(Stored data entries)
Begin
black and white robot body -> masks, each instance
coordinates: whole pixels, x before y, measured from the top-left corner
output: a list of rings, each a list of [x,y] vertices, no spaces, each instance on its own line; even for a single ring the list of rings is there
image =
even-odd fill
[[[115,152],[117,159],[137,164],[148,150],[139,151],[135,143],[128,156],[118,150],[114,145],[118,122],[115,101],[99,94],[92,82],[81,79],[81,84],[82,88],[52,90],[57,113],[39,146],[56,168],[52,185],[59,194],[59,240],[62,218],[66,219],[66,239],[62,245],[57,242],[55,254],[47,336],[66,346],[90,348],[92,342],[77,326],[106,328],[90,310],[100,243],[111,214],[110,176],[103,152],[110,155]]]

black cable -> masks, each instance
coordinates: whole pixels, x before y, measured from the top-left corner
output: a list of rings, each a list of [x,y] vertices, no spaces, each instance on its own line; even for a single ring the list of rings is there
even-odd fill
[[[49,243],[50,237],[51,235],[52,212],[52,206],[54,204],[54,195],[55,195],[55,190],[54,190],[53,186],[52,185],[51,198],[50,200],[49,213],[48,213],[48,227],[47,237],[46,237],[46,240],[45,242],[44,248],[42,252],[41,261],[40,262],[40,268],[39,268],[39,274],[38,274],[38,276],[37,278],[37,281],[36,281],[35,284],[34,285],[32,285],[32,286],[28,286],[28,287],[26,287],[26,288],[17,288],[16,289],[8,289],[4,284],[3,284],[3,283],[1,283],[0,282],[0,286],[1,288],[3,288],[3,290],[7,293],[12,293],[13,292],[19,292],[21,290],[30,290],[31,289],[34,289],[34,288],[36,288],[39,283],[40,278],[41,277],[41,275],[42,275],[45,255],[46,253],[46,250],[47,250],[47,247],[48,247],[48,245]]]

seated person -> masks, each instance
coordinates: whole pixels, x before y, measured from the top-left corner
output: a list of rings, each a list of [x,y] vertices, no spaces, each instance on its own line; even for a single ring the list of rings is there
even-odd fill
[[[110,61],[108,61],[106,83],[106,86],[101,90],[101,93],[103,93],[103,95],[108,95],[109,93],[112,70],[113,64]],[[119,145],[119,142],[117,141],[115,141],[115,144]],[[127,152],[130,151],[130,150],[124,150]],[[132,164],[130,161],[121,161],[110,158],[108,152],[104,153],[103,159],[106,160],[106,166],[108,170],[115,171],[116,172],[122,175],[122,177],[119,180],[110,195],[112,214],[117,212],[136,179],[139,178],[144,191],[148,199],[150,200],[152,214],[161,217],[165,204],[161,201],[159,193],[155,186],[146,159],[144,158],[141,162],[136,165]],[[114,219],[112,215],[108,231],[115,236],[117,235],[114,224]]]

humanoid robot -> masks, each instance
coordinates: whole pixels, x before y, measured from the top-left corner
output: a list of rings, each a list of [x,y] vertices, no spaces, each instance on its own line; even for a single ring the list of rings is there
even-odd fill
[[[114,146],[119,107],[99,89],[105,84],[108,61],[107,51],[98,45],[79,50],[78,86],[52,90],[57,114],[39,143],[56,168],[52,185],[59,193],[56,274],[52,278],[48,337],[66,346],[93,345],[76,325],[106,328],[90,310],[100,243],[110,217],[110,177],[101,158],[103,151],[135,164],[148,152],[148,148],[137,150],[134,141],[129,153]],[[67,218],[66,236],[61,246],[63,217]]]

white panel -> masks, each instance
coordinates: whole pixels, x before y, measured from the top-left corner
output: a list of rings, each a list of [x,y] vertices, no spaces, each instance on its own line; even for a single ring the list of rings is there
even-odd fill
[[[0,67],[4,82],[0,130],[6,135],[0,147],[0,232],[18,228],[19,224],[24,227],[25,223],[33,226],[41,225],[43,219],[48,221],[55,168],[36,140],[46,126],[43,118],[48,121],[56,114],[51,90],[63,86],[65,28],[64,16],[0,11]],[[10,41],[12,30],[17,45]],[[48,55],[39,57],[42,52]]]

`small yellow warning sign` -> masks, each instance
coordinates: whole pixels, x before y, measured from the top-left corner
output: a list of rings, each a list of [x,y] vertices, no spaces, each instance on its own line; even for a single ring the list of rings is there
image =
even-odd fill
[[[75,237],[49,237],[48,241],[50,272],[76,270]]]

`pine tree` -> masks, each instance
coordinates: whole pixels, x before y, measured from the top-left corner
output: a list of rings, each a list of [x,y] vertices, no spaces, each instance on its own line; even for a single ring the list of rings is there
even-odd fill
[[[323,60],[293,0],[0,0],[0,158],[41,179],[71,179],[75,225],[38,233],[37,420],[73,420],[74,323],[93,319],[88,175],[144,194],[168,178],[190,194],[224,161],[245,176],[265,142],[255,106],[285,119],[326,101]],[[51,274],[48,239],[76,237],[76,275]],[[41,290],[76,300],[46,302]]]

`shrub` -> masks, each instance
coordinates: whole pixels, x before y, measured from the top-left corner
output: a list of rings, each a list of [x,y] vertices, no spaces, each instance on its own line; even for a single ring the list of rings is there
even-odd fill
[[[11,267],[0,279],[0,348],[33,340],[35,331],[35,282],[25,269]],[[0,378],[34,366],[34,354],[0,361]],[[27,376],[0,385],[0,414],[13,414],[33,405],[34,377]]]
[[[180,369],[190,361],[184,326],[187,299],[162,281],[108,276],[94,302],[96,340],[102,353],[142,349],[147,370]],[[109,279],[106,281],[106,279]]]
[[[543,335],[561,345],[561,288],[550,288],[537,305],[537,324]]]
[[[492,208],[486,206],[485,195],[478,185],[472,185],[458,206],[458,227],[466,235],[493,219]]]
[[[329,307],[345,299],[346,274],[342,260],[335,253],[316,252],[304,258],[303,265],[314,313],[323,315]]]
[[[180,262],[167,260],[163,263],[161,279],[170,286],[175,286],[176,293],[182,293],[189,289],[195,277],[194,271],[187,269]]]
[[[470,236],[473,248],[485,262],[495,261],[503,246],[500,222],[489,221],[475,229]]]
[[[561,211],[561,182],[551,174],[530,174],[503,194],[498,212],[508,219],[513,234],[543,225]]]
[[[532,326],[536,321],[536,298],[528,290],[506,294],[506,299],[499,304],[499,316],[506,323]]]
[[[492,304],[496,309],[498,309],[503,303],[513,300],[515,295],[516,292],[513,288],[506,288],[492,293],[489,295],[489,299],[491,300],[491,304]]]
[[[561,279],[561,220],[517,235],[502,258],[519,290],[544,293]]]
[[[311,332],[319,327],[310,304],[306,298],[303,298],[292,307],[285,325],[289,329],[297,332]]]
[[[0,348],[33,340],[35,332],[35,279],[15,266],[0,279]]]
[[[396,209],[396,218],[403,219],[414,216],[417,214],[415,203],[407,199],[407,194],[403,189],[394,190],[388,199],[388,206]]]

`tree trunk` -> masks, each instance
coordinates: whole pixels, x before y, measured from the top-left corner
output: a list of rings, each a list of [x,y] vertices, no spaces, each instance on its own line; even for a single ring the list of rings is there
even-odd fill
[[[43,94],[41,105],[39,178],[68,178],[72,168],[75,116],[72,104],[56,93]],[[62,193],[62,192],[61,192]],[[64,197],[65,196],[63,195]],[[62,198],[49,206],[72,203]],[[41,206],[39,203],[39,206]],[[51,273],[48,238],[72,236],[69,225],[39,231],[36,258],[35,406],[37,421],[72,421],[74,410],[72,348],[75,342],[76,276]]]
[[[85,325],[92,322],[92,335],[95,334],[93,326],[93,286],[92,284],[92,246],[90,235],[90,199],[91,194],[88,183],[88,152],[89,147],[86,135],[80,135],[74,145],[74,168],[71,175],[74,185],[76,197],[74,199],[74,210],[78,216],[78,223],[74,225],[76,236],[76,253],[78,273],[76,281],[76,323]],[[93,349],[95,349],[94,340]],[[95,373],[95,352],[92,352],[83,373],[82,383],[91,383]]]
End
Written request: The entries above must be returned in full, exactly as shown.

The answer:
black and white robot body -> masks, each instance
coordinates: whole pixels, x before y, measured from the top-left corner
output: a list of rings, each a list of [x,y] vertices, no spaces, each instance on its own line; even for a single ring the list of rings is there
image =
even-odd fill
[[[115,152],[117,159],[137,164],[148,150],[139,151],[135,143],[128,156],[118,150],[114,145],[118,122],[115,101],[99,94],[92,82],[81,79],[81,84],[82,88],[52,90],[57,113],[39,146],[56,168],[52,185],[59,194],[59,240],[62,218],[66,219],[66,239],[62,245],[57,242],[55,254],[47,336],[66,346],[90,348],[92,342],[77,326],[106,328],[90,310],[100,243],[111,214],[110,176],[103,152],[110,155]]]

black cable -> masks, each instance
coordinates: whole pixels, x before y, measured from the top-left corner
output: a list of rings, each a list of [x,y] vertices, no spaces, each instance on its own line; even for a single ring the list of rings is there
even-odd fill
[[[49,243],[50,237],[51,235],[52,212],[52,206],[54,204],[54,195],[55,195],[55,190],[54,190],[53,186],[52,185],[51,198],[50,200],[49,213],[48,213],[48,227],[47,237],[46,237],[46,240],[45,242],[44,248],[42,252],[41,261],[40,262],[40,268],[39,268],[39,274],[38,274],[38,276],[37,278],[37,281],[36,281],[35,284],[34,285],[32,285],[32,286],[28,286],[28,287],[26,287],[26,288],[17,288],[16,289],[8,289],[4,284],[3,284],[3,283],[1,283],[0,282],[0,286],[1,288],[3,288],[3,290],[7,293],[12,293],[13,292],[19,292],[21,290],[30,290],[31,289],[34,289],[34,288],[36,288],[39,283],[40,278],[41,277],[41,275],[42,275],[45,255],[46,253],[46,250],[47,250],[47,247],[48,247],[48,245]]]

seated person -> masks, each instance
coordinates: whole pixels, x before y, measured from the top-left corner
output: a list of rings, each a list of [x,y] vertices, no spaces, each instance on its own line; even for a single ring the list of rings is there
even-odd fill
[[[110,61],[108,61],[106,83],[106,86],[101,90],[101,93],[103,93],[103,95],[108,95],[109,93],[112,70],[113,64]],[[119,145],[119,142],[117,141],[115,141],[115,144]],[[127,152],[130,151],[130,150],[124,150]],[[132,164],[130,161],[121,161],[110,158],[108,152],[104,153],[103,159],[106,160],[106,166],[108,170],[115,171],[116,172],[122,175],[122,177],[119,180],[110,195],[112,214],[117,212],[136,179],[139,178],[144,191],[148,199],[150,200],[152,214],[161,217],[165,204],[161,201],[159,193],[155,186],[146,159],[144,158],[141,162],[136,165]],[[114,219],[112,215],[108,231],[115,236],[117,235],[114,224]]]

humanoid robot -> masks, each instance
coordinates: whole pixels, x before y, measured from the top-left corner
output: a list of rings, each a list of [x,y] vertices, no spaces, each instance on its own line; even for a single ring the list of rings is there
even-odd fill
[[[114,146],[119,107],[99,89],[105,84],[108,61],[107,51],[98,45],[79,50],[78,86],[52,90],[57,114],[39,143],[56,168],[52,185],[59,193],[56,274],[52,278],[48,337],[66,346],[93,345],[76,325],[106,328],[90,310],[100,243],[110,217],[110,177],[101,158],[103,151],[135,164],[148,152],[148,148],[137,150],[134,141],[129,153]],[[67,218],[66,236],[61,246],[63,217]]]

white panel -> masks, each instance
coordinates: whole pixels, x before y, measured from the top-left corner
output: a list of rings, each a list of [x,y] vertices, no spaces, each instance on its own line; even for a single ring the list of rings is there
even-odd fill
[[[0,67],[4,82],[0,130],[6,135],[0,147],[0,232],[18,228],[19,224],[24,227],[25,223],[33,226],[41,225],[43,219],[48,221],[55,168],[36,140],[46,126],[43,118],[48,121],[56,114],[51,90],[63,86],[65,28],[64,16],[0,11]],[[10,41],[12,30],[17,45]],[[48,55],[39,57],[42,52]]]

`small yellow warning sign` -> masks, each instance
coordinates: whole pixels, x before y, measured from the top-left corner
output: a list of rings, each a list of [x,y] vertices, no spaces, each instance on its own line; even for a single ring the list of rings is there
image =
even-odd fill
[[[75,237],[49,237],[48,241],[50,272],[76,270]]]

`pine tree` -> masks, each instance
coordinates: whole pixels, x before y, measured from the top-left corner
output: a list of rings, each a list of [x,y] vertices, no spaces, each instance on its own line; even for a single ring the list of rings is there
even-odd fill
[[[323,60],[293,0],[0,0],[0,158],[41,179],[71,179],[75,225],[38,233],[37,420],[73,420],[74,323],[93,319],[88,175],[144,194],[168,178],[190,194],[224,161],[245,176],[265,142],[255,106],[285,119],[326,101]],[[51,274],[48,239],[76,237],[76,275]],[[41,290],[76,300],[46,302]]]

`shrub` -> masks, each instance
coordinates: whole pixels, x before y, measured from the top-left corner
output: a list of rings, each a list of [x,y] vertices, no spaces, each instance on its own line; even for a single ring the list of rings is there
even-odd fill
[[[11,267],[0,279],[0,348],[33,340],[35,331],[35,282],[25,269]],[[0,378],[34,366],[34,354],[0,361]],[[27,376],[0,385],[0,414],[13,414],[33,405],[34,377]]]
[[[180,369],[190,361],[184,326],[187,299],[162,281],[108,276],[94,302],[96,340],[102,353],[142,349],[147,370]],[[109,279],[106,281],[106,279]]]
[[[543,335],[561,345],[561,288],[550,288],[537,305],[537,324]]]
[[[492,208],[486,206],[485,195],[478,185],[472,185],[458,206],[458,227],[466,235],[493,219]]]
[[[329,307],[345,299],[346,274],[342,260],[335,253],[316,252],[304,258],[303,265],[314,313],[323,315]]]
[[[180,262],[167,260],[163,263],[161,279],[170,286],[175,286],[176,293],[182,293],[189,289],[195,277],[194,271],[187,269]]]
[[[470,236],[473,248],[485,262],[495,261],[503,246],[500,222],[489,221],[475,229]]]
[[[561,211],[561,182],[551,174],[530,174],[503,194],[498,212],[508,219],[513,234],[543,225]]]
[[[532,326],[536,321],[536,298],[528,290],[506,294],[506,299],[499,304],[499,316],[506,323]]]
[[[492,304],[496,309],[498,309],[503,303],[513,300],[515,295],[516,292],[513,288],[506,288],[492,293],[489,295],[489,299],[491,300],[491,304]]]
[[[561,279],[561,220],[517,235],[502,258],[519,290],[544,293]]]
[[[311,332],[319,327],[310,304],[306,298],[303,298],[292,307],[285,325],[289,329],[297,332]]]
[[[0,348],[33,340],[35,332],[35,279],[15,266],[0,279]]]
[[[396,209],[396,218],[403,219],[414,216],[417,214],[415,203],[407,199],[407,194],[403,189],[394,190],[388,199],[388,206]]]

`tree trunk` -> masks, each instance
coordinates: whole pixels, x before y, measured from the top-left corner
output: a list of rings, each a list of [x,y] vertices, no spaces, each instance on its own line; even for a single ring the list of rings is there
even-odd fill
[[[43,94],[41,105],[39,178],[68,178],[72,168],[75,116],[72,104],[56,93]],[[62,193],[62,192],[61,192]],[[64,197],[65,196],[63,195]],[[62,198],[49,206],[72,203]],[[41,206],[39,203],[39,206]],[[51,273],[48,238],[72,236],[69,225],[39,231],[36,258],[35,406],[37,421],[72,421],[74,410],[72,348],[75,342],[76,276]]]
[[[85,325],[92,322],[92,335],[95,334],[93,326],[93,286],[92,284],[92,246],[90,235],[90,199],[91,194],[88,183],[88,152],[89,147],[86,135],[80,135],[74,145],[74,168],[71,175],[74,185],[76,197],[74,199],[74,210],[78,216],[78,223],[74,225],[76,236],[76,253],[78,273],[76,281],[76,323]],[[93,349],[95,349],[94,340]],[[95,373],[95,352],[92,352],[83,373],[82,383],[91,383]]]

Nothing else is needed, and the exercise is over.